** RECORDS SHOWN follows **
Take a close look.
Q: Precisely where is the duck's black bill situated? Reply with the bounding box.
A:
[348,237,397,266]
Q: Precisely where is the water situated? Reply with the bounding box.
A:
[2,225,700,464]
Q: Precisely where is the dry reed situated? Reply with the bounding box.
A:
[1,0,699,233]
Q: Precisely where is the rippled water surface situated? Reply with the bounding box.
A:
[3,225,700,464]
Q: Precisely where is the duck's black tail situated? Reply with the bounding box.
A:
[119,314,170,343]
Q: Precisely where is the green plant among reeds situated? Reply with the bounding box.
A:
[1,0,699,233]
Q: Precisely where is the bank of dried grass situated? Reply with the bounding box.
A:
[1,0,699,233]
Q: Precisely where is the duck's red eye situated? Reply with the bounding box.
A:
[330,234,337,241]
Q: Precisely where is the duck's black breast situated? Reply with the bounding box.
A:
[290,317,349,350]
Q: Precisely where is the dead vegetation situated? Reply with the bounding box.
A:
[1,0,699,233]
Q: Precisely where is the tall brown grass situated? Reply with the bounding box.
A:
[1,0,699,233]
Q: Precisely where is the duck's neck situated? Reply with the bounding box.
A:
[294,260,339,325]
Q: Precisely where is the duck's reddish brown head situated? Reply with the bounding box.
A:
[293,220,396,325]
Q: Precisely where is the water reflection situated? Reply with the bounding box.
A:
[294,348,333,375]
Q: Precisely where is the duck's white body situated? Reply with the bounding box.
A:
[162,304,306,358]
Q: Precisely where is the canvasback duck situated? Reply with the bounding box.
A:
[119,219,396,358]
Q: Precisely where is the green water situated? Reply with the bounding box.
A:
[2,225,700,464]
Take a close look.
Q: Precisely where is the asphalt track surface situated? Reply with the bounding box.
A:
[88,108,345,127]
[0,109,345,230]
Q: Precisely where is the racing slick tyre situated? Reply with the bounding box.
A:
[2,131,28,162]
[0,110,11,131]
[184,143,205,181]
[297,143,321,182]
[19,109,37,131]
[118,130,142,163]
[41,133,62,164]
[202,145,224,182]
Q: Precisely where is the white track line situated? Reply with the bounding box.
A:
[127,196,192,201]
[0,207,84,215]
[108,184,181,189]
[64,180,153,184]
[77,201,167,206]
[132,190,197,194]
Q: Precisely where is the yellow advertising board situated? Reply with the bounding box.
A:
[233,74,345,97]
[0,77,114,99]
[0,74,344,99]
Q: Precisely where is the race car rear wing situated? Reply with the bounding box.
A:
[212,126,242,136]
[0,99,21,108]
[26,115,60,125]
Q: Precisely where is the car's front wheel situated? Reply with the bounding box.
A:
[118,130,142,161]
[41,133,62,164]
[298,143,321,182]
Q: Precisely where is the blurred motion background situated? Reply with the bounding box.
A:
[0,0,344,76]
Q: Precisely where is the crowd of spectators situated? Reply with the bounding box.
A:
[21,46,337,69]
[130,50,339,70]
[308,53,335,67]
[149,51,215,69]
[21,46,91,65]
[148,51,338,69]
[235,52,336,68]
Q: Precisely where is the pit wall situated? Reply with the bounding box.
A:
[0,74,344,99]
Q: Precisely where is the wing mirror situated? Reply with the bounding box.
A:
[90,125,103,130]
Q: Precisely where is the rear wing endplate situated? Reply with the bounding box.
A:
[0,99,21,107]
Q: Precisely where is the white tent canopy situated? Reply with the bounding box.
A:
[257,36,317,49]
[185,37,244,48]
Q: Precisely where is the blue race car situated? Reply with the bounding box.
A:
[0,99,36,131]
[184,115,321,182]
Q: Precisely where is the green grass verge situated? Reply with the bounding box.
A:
** End of RECORDS SHOWN **
* **AIM OF THE TASK**:
The answer must be every line of the records that contains the word "grass".

* **SOLUTION TO THIS TASK**:
Q: Precisely where is the bank of dried grass situated? Reply with the bounding box.
Q: Precisely where is the tall brown grass situated? Reply with the bounding box.
Q: Precisely where is the green grass verge situated? Reply with the bounding box.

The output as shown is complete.